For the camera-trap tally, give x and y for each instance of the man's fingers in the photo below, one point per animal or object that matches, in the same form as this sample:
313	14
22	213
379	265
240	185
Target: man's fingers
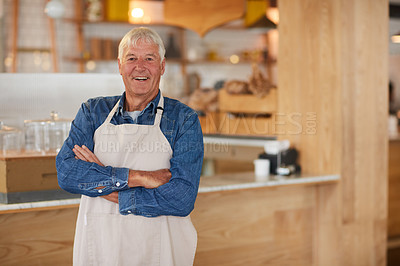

======

Your objective: Format the lines above as a JSON list of strings, one string per line and no blank lines. Leave out the pictures.

Result of the task:
[
  "For the camera-trap tally, give x and y for each instance of the man's fingers in the photo below, one point per animal or object that matches, in the same form as this sample:",
  "313\t14",
  "22\t213",
  "379\t265",
  "240\t185",
  "Target: man's fingers"
]